## START Passage
Sounds like someone has an assignment or paper due?

Not working with them to start. I like ITs who basically keep to themselves, do their thing, let others do their thing, and not assume some role of telling other ITs how to do things better, or worse the new IT who always compares things to their previous IS that apparently did everything better. If I have to work with them, they do their share of the work.

Id like a note added to their submissions that clarify their submission this year is the same as their submission last year and hasnt changed, that way I can make the same recommendation I made last year without having to read it and compose one again.
zenteach
Posts: 50
Joined: Mon Nov 07, 2016 1:29 am

Re: Traits of Best Colleagues

Post by zenteach »

Haha! No paper due here. Just hoping to have a great year and remind myself of qualities to keep or toss.

I see your point about IT's keeping to themselves, but what about collaboration? Just kidding PsyGuy...
Helen Back
Posts: 242
Joined: Fri Dec 28, 2012 4:16 pm

Re: Traits of Best Colleagues

Post by Helen Back »
## END Passage
## START Raw records
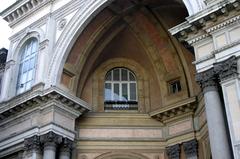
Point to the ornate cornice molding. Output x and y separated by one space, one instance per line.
173 152
66 145
191 148
21 9
32 143
34 98
226 69
177 109
206 79
51 139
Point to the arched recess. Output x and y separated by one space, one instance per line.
75 28
138 35
121 155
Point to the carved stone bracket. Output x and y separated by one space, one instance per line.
66 145
191 148
173 152
226 69
51 139
207 79
32 143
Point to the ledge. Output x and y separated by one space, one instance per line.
33 98
176 109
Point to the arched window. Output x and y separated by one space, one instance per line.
120 90
27 65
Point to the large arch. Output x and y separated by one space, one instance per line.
75 28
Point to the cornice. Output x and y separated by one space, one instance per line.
21 9
33 98
177 109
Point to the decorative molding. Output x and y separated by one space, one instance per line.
66 145
32 143
173 152
226 69
206 79
191 148
51 139
33 98
61 24
20 10
177 109
223 24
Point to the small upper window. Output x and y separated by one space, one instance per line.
174 86
120 89
27 65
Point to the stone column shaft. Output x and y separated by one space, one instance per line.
50 142
215 118
191 149
65 149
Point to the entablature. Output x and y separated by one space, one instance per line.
183 107
35 98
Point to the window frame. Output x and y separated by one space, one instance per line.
121 100
27 65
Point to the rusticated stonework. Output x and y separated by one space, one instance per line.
173 152
226 69
191 148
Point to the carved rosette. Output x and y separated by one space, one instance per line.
173 152
66 145
32 144
207 79
226 69
191 148
51 140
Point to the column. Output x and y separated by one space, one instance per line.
65 149
227 72
32 148
191 149
215 118
173 152
50 142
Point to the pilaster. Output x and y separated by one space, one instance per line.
191 149
227 71
173 152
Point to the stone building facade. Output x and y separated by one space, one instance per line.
121 79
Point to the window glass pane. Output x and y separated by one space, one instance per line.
34 47
108 91
24 78
28 85
109 76
124 75
131 77
32 63
25 66
30 75
124 92
29 49
116 91
116 74
133 91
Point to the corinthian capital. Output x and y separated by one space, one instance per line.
226 69
206 79
191 148
173 152
51 139
32 143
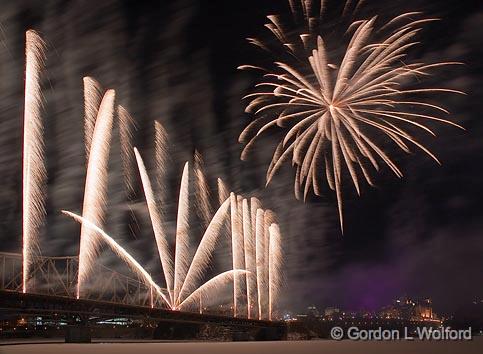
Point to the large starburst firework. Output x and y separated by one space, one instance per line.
340 110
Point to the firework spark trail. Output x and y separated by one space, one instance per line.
274 268
255 204
268 219
241 247
212 286
335 114
237 250
223 193
34 172
126 136
205 250
202 191
161 157
250 261
93 93
120 251
181 260
159 233
95 191
259 253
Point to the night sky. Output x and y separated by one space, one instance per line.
176 61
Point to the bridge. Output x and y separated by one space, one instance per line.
115 295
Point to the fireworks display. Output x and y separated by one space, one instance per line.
34 173
338 113
95 192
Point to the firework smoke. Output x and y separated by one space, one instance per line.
34 173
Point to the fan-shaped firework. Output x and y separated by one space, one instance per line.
336 115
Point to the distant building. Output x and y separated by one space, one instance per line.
## END Raw records
Work instructions:
**a.** In the forum thread, can you rewrite the passage starting at "Haha! No paper" and ending at "Just kidding PsyGuy...", substituting "teamwork" for "collaboration"?
**b.** Does each statement agree with the forum thread? (i) The reply beginning "Haha!" says a paper is due. (ii) The first post says that any IT the writer has to work with should do their share of the work. (iii) The first post asks for a note stating that a submission is the same as last year's and hasn't changed.
**c.** According to the forum thread, why does the writer of the first post want a note added to submissions that haven't changed since last year?

Task-by-task results:
**a.**
Haha! No paper due here. Just hoping to have a great year and remind myself of qualities to keep or toss.

I see your point about IT's keeping to themselves, but what about teamwork? Just kidding PsyGuy...

**b.**
(i) No: "No paper due here."
(ii) Yes: "If I have to work with them, they do their share of the work."
(iii) Yes: "clarify their submission this year is the same as their submission last year and hasnt changed"

**c.** The writer could then make the same recommendation as last year without having to read the submission and compose a recommendation again.